[Stored entries]
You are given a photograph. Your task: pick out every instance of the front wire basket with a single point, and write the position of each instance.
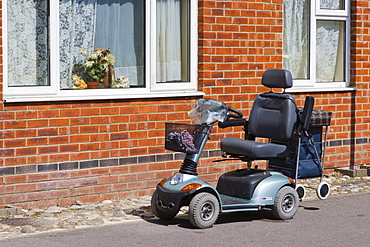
(185, 138)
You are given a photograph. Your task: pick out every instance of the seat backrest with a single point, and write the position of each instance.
(274, 115)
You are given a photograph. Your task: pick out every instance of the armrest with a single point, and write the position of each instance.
(307, 112)
(232, 122)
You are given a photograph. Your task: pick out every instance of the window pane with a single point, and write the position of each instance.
(330, 38)
(172, 38)
(28, 38)
(296, 38)
(332, 4)
(117, 25)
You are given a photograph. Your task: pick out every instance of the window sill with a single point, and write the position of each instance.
(41, 98)
(320, 89)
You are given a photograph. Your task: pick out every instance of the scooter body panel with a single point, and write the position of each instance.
(171, 196)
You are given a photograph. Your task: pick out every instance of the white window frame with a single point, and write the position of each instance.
(317, 14)
(152, 88)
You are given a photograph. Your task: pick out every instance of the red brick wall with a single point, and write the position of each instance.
(57, 152)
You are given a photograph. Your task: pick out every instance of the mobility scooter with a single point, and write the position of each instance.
(273, 117)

* [GOAL] The lines to quote run from the one containing "of the scooter" through the final line of the material above; please give them exactly, both ends included, and nothing else.

* [RESULT OF THE TASK]
You are given a photograph. Your task: pick out every instance of the scooter body panel with a single point, and write the position of each instance.
(171, 196)
You are given a photograph. Your task: pick out every instance of the white window frame with a single point, and write the position of each instance.
(317, 14)
(152, 88)
You are given a photograph. Your task: pick out every instance of the red brick wall with a single point, and write the position of each instance.
(57, 152)
You are given a photograph. Your task: pick out every instance of the mobility scooter with a single point, and write the position of each instance.
(273, 117)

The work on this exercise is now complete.